_EXTRACT TO READ_
He then enrolled at Eastfield Community College before transferring and graduating from the University of Texas at Arlington in 1974, initially intending to launch into an engineering career. The priestly call was much stronger and he entered Holy Trinity Seminary in Irving later that fall, receiving a bachelor’s degree in philosophy in 1978. He was ordained to the priesthood by Bishop Thomas Tschoepe on April 26, 1980, at All Saint Catholic Church in North Dallas.
Father Monaghan’s early priestly assignments took him through various parts of the diocese when it included communities now in the Diocese of Tyler. He served as an assistant pastor at St. Luke Catholic Church in Irving; as chaplain for Bishop Lynch High School and for the Federal Correctional Institution in Texarkana and as a fill-in pastor at St. Edward’s Catholic Church in Athens.
He also served as parochial vicar at St. Monica Catholic Church, Holy Family of Nazareth Catholic Church in Irving and St. Jude Catholic Church in Allen In 1990, he began his 30-year tenure as pastor of various parishes, including Immaculate Conception Catholic Church in Corsicana,; St. Patrick Catholic Church in Denison, and St. Joseph Catholic Church in Commerce. In 2010 he was assigned to Our Lady of the Lake Catholic Church in Rockwall.
Msgr. Leon Duesman, who served as a priest for the diocese for 50 years before his retirement, remembers his own time as the parochial vicar at St. Paul the Apostle when he first encountered the Monaghan family. He said the young high school student quickly got involved assisting with youth activities at the parish, but also became a lifeguard and lifeguard manager. As a young priest, Father Monaghan also assisted Msgr. Duesman with youth activities at St. Elizabeth Ann Seton parish in Plano and Mary Immaculate Catholic parish in Farmers Branch.

_ABOUT THIS EXERCISE_
Can you carry on the account of Father Monaghan's life, picking up right after its last sentence? The lines after this have nothing to do with it.

_INFORMATION SUPPLIED_
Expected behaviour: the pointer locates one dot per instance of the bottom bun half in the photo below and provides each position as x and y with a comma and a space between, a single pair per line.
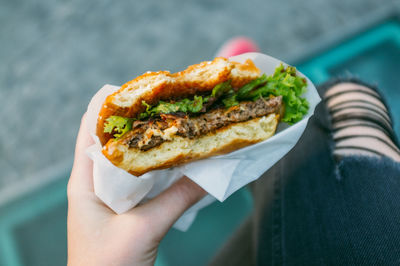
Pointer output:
182, 150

_ANSWER SECTION_
As a young priest, Father Monaghan also was assigned twice to Holy Family Catholic Church in Irving and was instrumental in the transition when the parish was building and moving into a new church, said Msgr. Jerry Duesman, the longtime pastor of the Irving parish who retired in 2012.
“He was very committed to the young people with a very strong sense of mission,” Msgr. Jerry Duesman said.
Father Monaghan’s youngest brother John recalled his brother as “a rule follower,” committed to Christ, but who also had a dry sense of humor.
His sister, Joan Lomax, recalled the days at St. Paul the Apostle where the family would spend most of their Sunday. She said as a priest, his brother had a tough role as a son, brother, uncle and shepherd to his church communities and she recalled that he presided over numerous baptisms and weddings for his siblings and nieces and nephews, a precious gift to the family.
“I always saw him taking care of his parishes and saw him in those roles, but for me, he was my big brother,” she said. “He absolutely loved being a priest. He loved what he did even though sometimes it was not easy, it was what he loved, his servitude and actually being in the parishes and interacting with everyone and getting to know them.”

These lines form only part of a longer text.